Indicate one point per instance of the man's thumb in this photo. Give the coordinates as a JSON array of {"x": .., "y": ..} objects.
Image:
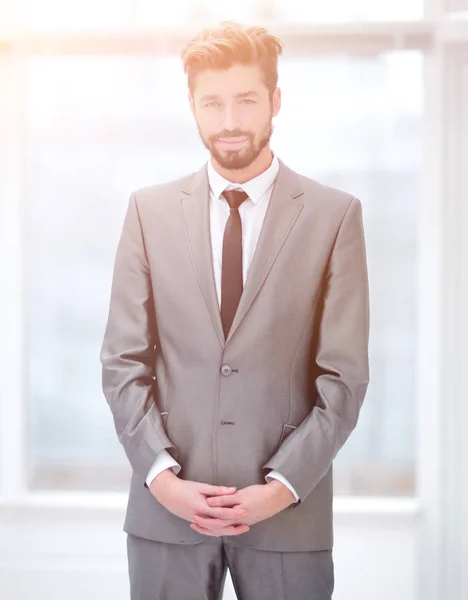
[{"x": 217, "y": 490}]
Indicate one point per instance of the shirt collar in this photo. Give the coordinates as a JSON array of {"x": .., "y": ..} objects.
[{"x": 255, "y": 188}]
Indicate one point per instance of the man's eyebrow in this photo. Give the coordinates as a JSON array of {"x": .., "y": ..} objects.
[{"x": 209, "y": 98}]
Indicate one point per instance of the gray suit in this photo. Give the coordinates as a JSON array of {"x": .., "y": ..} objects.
[{"x": 282, "y": 392}]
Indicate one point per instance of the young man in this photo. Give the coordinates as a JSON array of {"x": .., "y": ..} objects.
[{"x": 235, "y": 357}]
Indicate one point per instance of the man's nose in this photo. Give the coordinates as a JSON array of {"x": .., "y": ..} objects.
[{"x": 230, "y": 119}]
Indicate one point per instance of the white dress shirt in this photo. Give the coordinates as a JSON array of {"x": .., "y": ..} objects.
[{"x": 252, "y": 213}]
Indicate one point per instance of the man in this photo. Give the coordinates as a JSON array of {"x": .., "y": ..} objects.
[{"x": 235, "y": 357}]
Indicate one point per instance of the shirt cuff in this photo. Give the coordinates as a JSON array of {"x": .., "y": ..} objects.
[
  {"x": 275, "y": 475},
  {"x": 163, "y": 461}
]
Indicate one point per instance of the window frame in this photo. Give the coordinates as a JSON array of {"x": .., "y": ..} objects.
[{"x": 442, "y": 484}]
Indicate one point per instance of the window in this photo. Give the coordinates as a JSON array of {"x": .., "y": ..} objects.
[{"x": 99, "y": 127}]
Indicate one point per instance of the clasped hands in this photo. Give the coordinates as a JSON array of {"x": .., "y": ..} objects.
[{"x": 218, "y": 510}]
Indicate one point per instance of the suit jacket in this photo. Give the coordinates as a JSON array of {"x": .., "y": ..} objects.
[{"x": 283, "y": 391}]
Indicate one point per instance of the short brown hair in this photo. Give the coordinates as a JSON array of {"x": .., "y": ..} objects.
[{"x": 232, "y": 44}]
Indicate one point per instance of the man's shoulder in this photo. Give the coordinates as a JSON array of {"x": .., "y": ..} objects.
[
  {"x": 163, "y": 191},
  {"x": 317, "y": 191}
]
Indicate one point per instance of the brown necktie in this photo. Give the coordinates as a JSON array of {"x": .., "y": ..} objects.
[{"x": 231, "y": 274}]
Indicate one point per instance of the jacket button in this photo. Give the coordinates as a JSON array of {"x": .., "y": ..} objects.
[{"x": 226, "y": 370}]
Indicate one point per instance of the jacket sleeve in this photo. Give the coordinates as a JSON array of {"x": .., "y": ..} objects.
[
  {"x": 128, "y": 351},
  {"x": 341, "y": 361}
]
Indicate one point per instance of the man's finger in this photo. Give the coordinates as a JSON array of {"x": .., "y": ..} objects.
[
  {"x": 213, "y": 523},
  {"x": 215, "y": 490},
  {"x": 223, "y": 513},
  {"x": 230, "y": 500}
]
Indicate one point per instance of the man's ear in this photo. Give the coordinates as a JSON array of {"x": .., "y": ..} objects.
[
  {"x": 276, "y": 101},
  {"x": 192, "y": 103}
]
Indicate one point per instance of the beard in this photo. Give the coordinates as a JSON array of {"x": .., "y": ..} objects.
[{"x": 242, "y": 157}]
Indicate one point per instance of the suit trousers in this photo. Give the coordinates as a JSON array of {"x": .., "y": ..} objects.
[{"x": 163, "y": 571}]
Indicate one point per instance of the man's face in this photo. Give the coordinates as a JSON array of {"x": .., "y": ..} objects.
[{"x": 234, "y": 112}]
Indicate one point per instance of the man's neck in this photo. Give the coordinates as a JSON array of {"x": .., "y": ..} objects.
[{"x": 260, "y": 165}]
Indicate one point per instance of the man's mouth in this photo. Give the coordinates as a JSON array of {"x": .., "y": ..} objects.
[{"x": 232, "y": 142}]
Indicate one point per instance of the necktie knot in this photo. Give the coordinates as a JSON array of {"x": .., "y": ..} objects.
[{"x": 235, "y": 197}]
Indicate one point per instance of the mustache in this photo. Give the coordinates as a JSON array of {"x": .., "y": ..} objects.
[{"x": 231, "y": 134}]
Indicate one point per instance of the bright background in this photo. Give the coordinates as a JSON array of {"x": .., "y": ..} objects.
[{"x": 93, "y": 105}]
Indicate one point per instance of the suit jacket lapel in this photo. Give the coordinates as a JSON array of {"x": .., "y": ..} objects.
[
  {"x": 195, "y": 207},
  {"x": 280, "y": 217}
]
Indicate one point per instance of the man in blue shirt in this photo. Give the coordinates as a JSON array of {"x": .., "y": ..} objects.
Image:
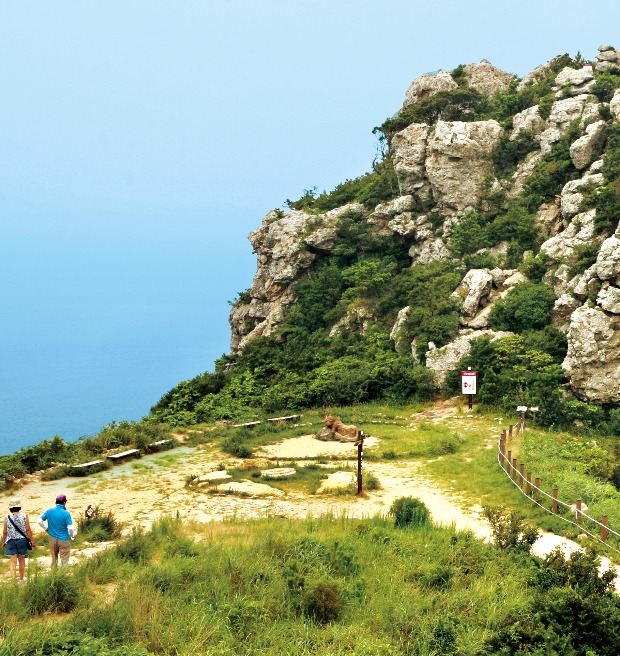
[{"x": 60, "y": 530}]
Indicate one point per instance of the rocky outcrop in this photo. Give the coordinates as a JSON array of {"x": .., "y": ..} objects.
[
  {"x": 592, "y": 362},
  {"x": 459, "y": 158},
  {"x": 408, "y": 148},
  {"x": 614, "y": 105},
  {"x": 445, "y": 359},
  {"x": 286, "y": 245},
  {"x": 428, "y": 85},
  {"x": 486, "y": 78},
  {"x": 608, "y": 60},
  {"x": 563, "y": 113},
  {"x": 529, "y": 121},
  {"x": 586, "y": 149}
]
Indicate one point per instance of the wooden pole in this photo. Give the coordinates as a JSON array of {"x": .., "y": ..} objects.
[{"x": 528, "y": 485}]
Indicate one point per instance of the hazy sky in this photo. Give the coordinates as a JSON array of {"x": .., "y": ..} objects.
[
  {"x": 182, "y": 123},
  {"x": 141, "y": 141}
]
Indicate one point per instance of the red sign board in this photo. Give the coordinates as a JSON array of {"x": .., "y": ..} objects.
[{"x": 469, "y": 381}]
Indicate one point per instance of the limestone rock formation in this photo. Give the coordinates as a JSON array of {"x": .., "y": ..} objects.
[
  {"x": 608, "y": 60},
  {"x": 459, "y": 158},
  {"x": 445, "y": 359},
  {"x": 486, "y": 78},
  {"x": 285, "y": 245},
  {"x": 593, "y": 360},
  {"x": 428, "y": 85}
]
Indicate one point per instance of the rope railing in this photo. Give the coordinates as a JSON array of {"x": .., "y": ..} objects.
[{"x": 523, "y": 481}]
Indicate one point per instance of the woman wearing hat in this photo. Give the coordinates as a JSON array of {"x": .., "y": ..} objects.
[{"x": 16, "y": 527}]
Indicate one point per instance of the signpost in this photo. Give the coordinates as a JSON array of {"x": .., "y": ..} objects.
[
  {"x": 469, "y": 384},
  {"x": 360, "y": 452}
]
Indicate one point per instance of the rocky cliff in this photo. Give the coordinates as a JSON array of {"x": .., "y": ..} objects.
[{"x": 457, "y": 164}]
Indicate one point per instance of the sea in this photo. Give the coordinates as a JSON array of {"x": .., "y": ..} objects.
[{"x": 90, "y": 335}]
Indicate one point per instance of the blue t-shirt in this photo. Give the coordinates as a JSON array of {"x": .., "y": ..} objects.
[{"x": 58, "y": 519}]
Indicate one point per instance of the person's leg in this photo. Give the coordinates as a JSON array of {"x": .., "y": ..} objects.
[
  {"x": 64, "y": 548},
  {"x": 54, "y": 548},
  {"x": 13, "y": 566}
]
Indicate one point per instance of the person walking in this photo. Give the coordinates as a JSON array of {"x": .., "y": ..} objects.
[
  {"x": 16, "y": 528},
  {"x": 60, "y": 529}
]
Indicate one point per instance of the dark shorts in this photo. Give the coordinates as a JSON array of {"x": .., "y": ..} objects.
[{"x": 16, "y": 547}]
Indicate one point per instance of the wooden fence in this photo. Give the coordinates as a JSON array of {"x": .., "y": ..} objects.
[{"x": 533, "y": 490}]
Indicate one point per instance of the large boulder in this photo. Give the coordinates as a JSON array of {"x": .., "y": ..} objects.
[
  {"x": 580, "y": 232},
  {"x": 486, "y": 78},
  {"x": 573, "y": 82},
  {"x": 428, "y": 85},
  {"x": 608, "y": 260},
  {"x": 608, "y": 60},
  {"x": 528, "y": 121},
  {"x": 286, "y": 245},
  {"x": 472, "y": 290},
  {"x": 408, "y": 148},
  {"x": 592, "y": 363},
  {"x": 587, "y": 148},
  {"x": 563, "y": 113},
  {"x": 458, "y": 159}
]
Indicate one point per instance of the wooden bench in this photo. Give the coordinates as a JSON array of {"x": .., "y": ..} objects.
[
  {"x": 124, "y": 454},
  {"x": 288, "y": 418},
  {"x": 86, "y": 465},
  {"x": 160, "y": 445}
]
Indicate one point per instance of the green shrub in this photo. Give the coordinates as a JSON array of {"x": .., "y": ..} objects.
[
  {"x": 56, "y": 592},
  {"x": 101, "y": 527},
  {"x": 323, "y": 600},
  {"x": 526, "y": 307},
  {"x": 136, "y": 548},
  {"x": 410, "y": 513},
  {"x": 510, "y": 532}
]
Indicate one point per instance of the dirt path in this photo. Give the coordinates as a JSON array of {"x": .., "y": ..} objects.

........

## AIM
Put the entries into a numbered list, one item per line and with blank lines omitted, starting at the line that contains "Indicate one point per instance of the dark" and ending at the last line of the entries.

## SOLUTION TO THE PROBLEM
1. Indicate one point per instance of the dark shorts in this photo. Give the coordinates as a JSON array of {"x": .., "y": ..} objects.
2. [{"x": 16, "y": 547}]
3. Indicate one point per instance of the wooden fence in this photo. Give the coordinates as a JSON array of {"x": .., "y": ..} objects.
4. [{"x": 533, "y": 490}]
5. Indicate one point per instance of the large boulder in this photo. Give the coordinates as a JSON array of {"x": .., "y": ..} objects.
6. [
7.   {"x": 580, "y": 232},
8.   {"x": 486, "y": 78},
9.   {"x": 573, "y": 82},
10.   {"x": 428, "y": 85},
11.   {"x": 608, "y": 260},
12.   {"x": 608, "y": 60},
13.   {"x": 528, "y": 121},
14.   {"x": 286, "y": 245},
15.   {"x": 472, "y": 290},
16.   {"x": 408, "y": 148},
17.   {"x": 592, "y": 363},
18.   {"x": 587, "y": 148},
19.   {"x": 563, "y": 113},
20.   {"x": 458, "y": 159}
21. ]
22. Indicate one point per instance of the wooden bench in this photo. Give the coordinates as a JSON array of {"x": .., "y": ..} objects.
23. [
24.   {"x": 124, "y": 454},
25.   {"x": 288, "y": 418},
26.   {"x": 86, "y": 465},
27.   {"x": 160, "y": 445}
28. ]
29. Indicate one point per instance of the green shrub in this photo. Give the coordinates as a JSON array of {"x": .., "y": ..} objects.
30. [
31.   {"x": 56, "y": 592},
32.   {"x": 101, "y": 527},
33.   {"x": 323, "y": 600},
34.   {"x": 526, "y": 307},
35.   {"x": 136, "y": 548},
36.   {"x": 410, "y": 513},
37.   {"x": 510, "y": 532}
38. ]
39. Indicate one point per instance of the dirt path in this photo. Give the coordinates as a JSON array of {"x": .., "y": ..} objects.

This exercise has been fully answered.